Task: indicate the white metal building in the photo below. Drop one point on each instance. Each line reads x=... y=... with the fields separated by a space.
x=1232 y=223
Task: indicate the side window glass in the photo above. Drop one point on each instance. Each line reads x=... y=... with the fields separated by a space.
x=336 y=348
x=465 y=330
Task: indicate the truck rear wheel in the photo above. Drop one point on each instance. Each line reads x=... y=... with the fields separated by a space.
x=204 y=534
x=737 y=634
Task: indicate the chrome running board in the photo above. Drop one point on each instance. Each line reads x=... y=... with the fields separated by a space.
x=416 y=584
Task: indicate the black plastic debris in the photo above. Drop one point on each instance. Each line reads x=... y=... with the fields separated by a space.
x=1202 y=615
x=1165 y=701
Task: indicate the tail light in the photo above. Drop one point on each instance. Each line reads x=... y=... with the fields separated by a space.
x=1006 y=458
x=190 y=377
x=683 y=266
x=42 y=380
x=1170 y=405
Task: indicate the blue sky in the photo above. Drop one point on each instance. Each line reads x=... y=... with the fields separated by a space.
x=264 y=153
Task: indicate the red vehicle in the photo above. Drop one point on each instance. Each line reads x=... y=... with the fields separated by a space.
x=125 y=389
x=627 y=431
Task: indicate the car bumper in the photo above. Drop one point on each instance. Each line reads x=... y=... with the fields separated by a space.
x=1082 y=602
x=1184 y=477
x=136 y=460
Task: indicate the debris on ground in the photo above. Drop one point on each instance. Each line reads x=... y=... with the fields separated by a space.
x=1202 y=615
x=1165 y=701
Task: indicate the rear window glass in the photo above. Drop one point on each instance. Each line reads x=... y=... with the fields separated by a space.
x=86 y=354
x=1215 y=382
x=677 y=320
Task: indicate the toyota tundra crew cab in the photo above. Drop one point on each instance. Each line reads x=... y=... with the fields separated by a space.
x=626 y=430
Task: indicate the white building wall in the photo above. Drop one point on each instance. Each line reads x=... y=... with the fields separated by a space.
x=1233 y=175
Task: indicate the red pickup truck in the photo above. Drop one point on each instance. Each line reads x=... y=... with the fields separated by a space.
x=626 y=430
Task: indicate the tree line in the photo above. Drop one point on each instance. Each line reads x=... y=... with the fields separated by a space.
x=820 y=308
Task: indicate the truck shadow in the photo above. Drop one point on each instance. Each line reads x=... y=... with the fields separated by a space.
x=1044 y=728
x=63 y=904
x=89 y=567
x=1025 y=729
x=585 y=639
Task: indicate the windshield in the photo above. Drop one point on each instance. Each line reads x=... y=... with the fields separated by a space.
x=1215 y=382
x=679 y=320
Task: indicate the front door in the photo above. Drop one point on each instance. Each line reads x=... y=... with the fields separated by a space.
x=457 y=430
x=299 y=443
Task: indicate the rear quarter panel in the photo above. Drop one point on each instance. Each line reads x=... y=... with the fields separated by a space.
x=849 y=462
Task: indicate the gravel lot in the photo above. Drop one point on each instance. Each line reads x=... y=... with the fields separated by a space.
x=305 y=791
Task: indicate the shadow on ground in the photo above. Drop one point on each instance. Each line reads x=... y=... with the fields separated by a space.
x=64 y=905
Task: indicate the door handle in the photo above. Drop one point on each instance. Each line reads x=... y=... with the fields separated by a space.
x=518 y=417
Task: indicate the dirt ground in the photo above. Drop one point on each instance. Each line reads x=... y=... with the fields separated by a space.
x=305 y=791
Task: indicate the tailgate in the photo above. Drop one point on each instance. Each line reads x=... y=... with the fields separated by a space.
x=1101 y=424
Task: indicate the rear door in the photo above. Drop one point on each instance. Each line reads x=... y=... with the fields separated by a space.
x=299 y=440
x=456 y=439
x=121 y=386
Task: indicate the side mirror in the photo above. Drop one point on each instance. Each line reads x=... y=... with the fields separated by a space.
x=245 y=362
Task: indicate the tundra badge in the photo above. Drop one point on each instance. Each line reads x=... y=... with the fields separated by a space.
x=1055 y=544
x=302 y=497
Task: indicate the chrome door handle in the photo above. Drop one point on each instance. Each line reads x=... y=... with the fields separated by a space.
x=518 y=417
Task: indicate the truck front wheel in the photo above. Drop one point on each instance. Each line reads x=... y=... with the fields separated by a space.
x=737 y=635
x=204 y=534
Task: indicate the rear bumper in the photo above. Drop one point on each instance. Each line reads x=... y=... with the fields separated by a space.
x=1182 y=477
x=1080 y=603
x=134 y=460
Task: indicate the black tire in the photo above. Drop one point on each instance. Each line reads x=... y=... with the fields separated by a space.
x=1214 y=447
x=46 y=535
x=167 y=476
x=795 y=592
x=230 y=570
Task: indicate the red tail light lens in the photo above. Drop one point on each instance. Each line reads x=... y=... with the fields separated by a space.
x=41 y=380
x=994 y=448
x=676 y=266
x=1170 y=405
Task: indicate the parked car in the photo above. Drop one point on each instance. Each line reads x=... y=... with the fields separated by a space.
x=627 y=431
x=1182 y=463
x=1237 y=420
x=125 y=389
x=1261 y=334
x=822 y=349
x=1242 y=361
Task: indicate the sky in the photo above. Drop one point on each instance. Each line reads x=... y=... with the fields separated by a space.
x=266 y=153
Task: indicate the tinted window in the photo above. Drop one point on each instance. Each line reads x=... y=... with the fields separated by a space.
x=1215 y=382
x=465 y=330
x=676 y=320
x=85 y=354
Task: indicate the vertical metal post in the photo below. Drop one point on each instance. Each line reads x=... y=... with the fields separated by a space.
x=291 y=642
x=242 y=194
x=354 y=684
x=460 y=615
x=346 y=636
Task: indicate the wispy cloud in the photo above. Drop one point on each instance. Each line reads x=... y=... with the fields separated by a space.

▸ **Exercise**:
Rewrite the items starting at the line containing "Task: indicate the tail light" and ending at the line containing "x=264 y=153", changing "blue sky" to "clear sky" and leaving everything else unchanged.

▸ **Answer to the problem**:
Task: indicate the tail light in the photo above. Drop one point on each instance. Each line reads x=... y=... with the fields separated by a space.
x=1006 y=458
x=190 y=377
x=683 y=266
x=42 y=380
x=1170 y=405
Task: indicate the clear sky in the photo above. Drop one point on each instance. Each line reads x=... y=... with the fields separated by a space.
x=264 y=153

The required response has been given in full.